- Selected extract -
Friday, April 23, 2010

Visiting Mom-- an Unexpected Gift: a Guide for Visiting Elders with Alzheimer’s, by Sherry M. Bell

Sherry Bell discovered that she was running out of things to talk about with her mother, an Alzheimer’s patient, just two weeks after she had moved her into an Alzheimer’s unit. This horrifying discovery and all that had gone before inspired her to write this book.

Bell suddenly saw “visiting Mom is a beautiful gift…. I could hate Mom’s Alzheimer’s and be filled with the resentment, grief and destructive misery of a helpless victim, or I could accept her situation as an invitation to create a new, loving environment for her.”

Often making a hospital visit is awkward, even when the sick person is awake and aware. When the person has a dementia, then the familiar ways of communicating are not there. Brain damage from dementia is not predictable; my mother reads constantly. Her Scrabble game, which was good, is better than ever, but her once excellent math skills, as well as her memory and mobility have diminished. Reading and math skills are in different parts of the brain. Abilities and memory may temporarily change from day to day, or from morning until night—“good days” and “bad days.”

- Using the information -
A. According to the review of Visiting Mom, how long after moving her mother into an Alzheimer's unit did Sherry Bell find she was running out of things to talk about with her?
B. Write a continuation of the review of Visiting Mom, starting after its last sentence.
The entries come from a source unrelated to the review.

- Study material -
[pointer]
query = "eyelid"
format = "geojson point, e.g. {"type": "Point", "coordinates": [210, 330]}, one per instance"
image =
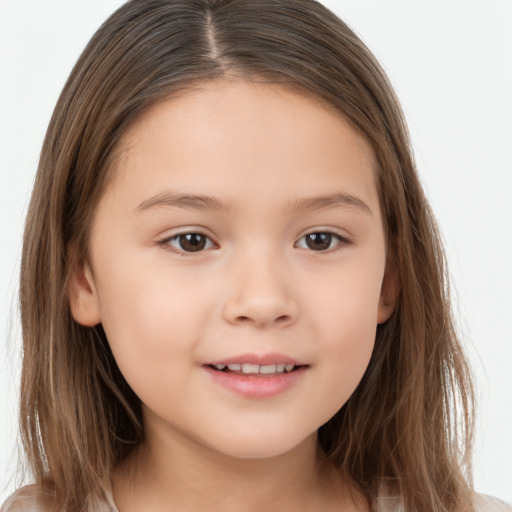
{"type": "Point", "coordinates": [343, 240]}
{"type": "Point", "coordinates": [164, 242]}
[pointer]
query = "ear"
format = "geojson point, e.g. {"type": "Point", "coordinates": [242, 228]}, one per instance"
{"type": "Point", "coordinates": [389, 291]}
{"type": "Point", "coordinates": [82, 294]}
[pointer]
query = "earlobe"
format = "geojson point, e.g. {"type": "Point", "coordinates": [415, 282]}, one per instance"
{"type": "Point", "coordinates": [389, 292]}
{"type": "Point", "coordinates": [82, 294]}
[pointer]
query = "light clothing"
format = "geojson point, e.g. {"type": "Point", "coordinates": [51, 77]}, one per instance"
{"type": "Point", "coordinates": [24, 500]}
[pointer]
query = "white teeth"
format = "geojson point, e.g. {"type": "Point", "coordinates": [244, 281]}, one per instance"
{"type": "Point", "coordinates": [250, 368]}
{"type": "Point", "coordinates": [256, 368]}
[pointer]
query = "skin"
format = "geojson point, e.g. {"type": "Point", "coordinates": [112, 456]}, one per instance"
{"type": "Point", "coordinates": [256, 287]}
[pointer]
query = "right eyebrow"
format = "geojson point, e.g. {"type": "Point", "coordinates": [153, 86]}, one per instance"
{"type": "Point", "coordinates": [188, 201]}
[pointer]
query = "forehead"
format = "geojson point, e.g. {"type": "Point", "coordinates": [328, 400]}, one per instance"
{"type": "Point", "coordinates": [223, 135]}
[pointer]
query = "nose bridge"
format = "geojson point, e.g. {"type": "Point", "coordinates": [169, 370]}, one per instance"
{"type": "Point", "coordinates": [260, 291]}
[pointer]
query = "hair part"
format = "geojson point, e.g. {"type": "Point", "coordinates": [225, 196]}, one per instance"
{"type": "Point", "coordinates": [409, 423]}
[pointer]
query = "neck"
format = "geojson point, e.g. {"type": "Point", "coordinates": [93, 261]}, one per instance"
{"type": "Point", "coordinates": [192, 478]}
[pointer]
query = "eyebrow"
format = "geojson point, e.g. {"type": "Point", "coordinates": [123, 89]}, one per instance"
{"type": "Point", "coordinates": [330, 201]}
{"type": "Point", "coordinates": [201, 202]}
{"type": "Point", "coordinates": [187, 201]}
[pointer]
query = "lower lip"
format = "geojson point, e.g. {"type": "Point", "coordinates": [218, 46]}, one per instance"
{"type": "Point", "coordinates": [251, 386]}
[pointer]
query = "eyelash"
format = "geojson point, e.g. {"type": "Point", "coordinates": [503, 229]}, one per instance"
{"type": "Point", "coordinates": [166, 243]}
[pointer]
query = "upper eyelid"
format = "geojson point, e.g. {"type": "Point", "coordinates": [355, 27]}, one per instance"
{"type": "Point", "coordinates": [206, 233]}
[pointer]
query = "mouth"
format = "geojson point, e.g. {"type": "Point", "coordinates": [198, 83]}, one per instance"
{"type": "Point", "coordinates": [256, 370]}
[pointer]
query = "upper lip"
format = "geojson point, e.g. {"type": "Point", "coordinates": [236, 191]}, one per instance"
{"type": "Point", "coordinates": [259, 359]}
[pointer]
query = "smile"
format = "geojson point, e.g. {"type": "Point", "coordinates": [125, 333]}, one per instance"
{"type": "Point", "coordinates": [255, 369]}
{"type": "Point", "coordinates": [256, 377]}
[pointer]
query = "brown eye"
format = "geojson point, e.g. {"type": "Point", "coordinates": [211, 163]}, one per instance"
{"type": "Point", "coordinates": [189, 242]}
{"type": "Point", "coordinates": [321, 241]}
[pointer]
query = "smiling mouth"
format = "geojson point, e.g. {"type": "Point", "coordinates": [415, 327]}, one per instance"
{"type": "Point", "coordinates": [269, 370]}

- Task responses -
A. Two weeks.

B.
All this requires new ways of communicating with your loved one, and finding new ways for improving your visits. Sherry Bell describes seven “barriers” to making the most of your time with your loved one. Using examples from her own experiences and observation, she also suggests how to adapt to the changes and remove the barriers.
Bell had a great relationship with her mother, but not everyone does. She calls the seventh barrier “Shadow Boxing,” dealing with the issues in your past relationship. Successfully removing this barrier “depends on arriving at a place of peace within ourselves.”

Having, as she states earlier, cleaned her own house, Bell then provides concrete ways to make visits better. These include simple things such as touching your loved one as well as structuring your visits so that your loved one gets accustomed to a routine. Arts and crafts, including making a memory scrapbook with mom, allow you to share meaningful time together. Mom can look at the scrapbook when you’re away and remember the events depicted.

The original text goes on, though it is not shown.